** THE DATA follows **

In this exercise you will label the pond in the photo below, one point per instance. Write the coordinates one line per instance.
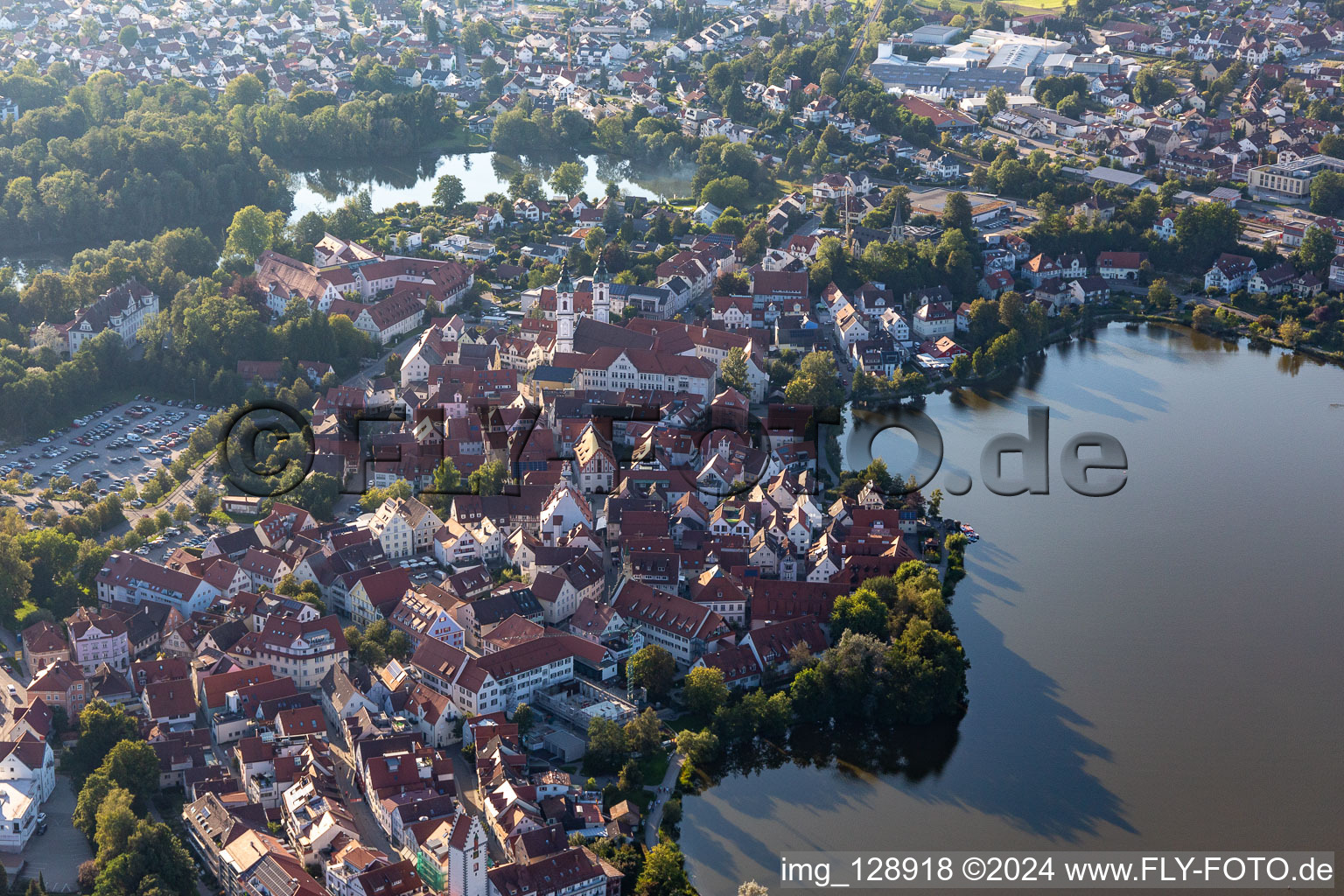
(1158, 669)
(327, 188)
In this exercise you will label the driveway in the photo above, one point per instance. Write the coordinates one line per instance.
(668, 786)
(57, 855)
(355, 802)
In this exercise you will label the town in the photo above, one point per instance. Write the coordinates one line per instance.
(445, 544)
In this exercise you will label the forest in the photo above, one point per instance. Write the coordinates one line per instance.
(101, 161)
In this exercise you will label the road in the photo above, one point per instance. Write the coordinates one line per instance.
(858, 47)
(60, 454)
(668, 786)
(18, 677)
(378, 367)
(344, 765)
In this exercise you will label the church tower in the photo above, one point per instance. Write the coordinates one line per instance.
(601, 293)
(564, 312)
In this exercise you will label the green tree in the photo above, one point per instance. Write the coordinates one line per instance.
(816, 383)
(488, 479)
(1326, 192)
(632, 778)
(1203, 230)
(1291, 332)
(1151, 88)
(1161, 296)
(956, 213)
(663, 872)
(243, 90)
(862, 612)
(524, 719)
(1201, 318)
(116, 822)
(248, 235)
(85, 817)
(644, 732)
(567, 178)
(652, 668)
(704, 690)
(133, 765)
(449, 192)
(996, 101)
(15, 577)
(1316, 251)
(101, 727)
(606, 750)
(699, 747)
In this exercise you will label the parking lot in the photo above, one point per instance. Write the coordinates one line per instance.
(113, 446)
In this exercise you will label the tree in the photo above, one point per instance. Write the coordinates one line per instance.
(1291, 331)
(1318, 248)
(524, 719)
(663, 872)
(862, 612)
(606, 747)
(449, 192)
(85, 817)
(1203, 230)
(15, 577)
(488, 479)
(644, 732)
(652, 668)
(116, 822)
(243, 90)
(816, 383)
(704, 690)
(101, 727)
(1010, 311)
(248, 235)
(699, 747)
(632, 778)
(1201, 318)
(1151, 88)
(996, 101)
(133, 765)
(567, 178)
(1161, 296)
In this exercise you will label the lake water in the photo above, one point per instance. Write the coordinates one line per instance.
(1158, 669)
(327, 188)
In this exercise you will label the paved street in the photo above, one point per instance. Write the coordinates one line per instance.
(57, 855)
(368, 830)
(651, 823)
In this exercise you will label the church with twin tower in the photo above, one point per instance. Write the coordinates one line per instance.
(564, 304)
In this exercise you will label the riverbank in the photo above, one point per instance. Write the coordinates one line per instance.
(1116, 653)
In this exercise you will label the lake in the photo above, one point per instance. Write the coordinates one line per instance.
(327, 188)
(1158, 669)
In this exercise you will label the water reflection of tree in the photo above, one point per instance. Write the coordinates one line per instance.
(333, 183)
(910, 751)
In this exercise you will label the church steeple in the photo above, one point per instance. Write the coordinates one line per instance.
(564, 312)
(601, 293)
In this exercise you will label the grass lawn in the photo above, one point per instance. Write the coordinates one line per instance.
(642, 801)
(683, 723)
(654, 767)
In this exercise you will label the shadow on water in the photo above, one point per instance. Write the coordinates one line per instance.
(1019, 755)
(1027, 762)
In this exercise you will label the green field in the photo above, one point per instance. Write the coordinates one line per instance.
(1019, 5)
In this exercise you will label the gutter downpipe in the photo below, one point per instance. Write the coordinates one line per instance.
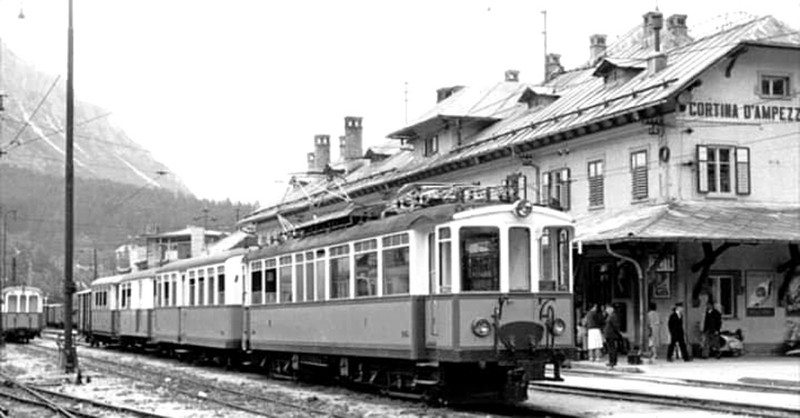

** End of THE DATA **

• AIM OF THE EXERCISE
To complete this exercise, repeat exactly the lines above from the one holding "In this exercise you will label the green field" to the end of the listing, both included, and leave the pictures out.

• FINISHED EXERCISE
In this exercise you will label the green field in the photo above, one point per instance. Write the coordinates one line per instance.
(1019, 5)
In this exercise you will label the gutter downpipe in the photo below, one point per instance. Write the coordinates one line per instance.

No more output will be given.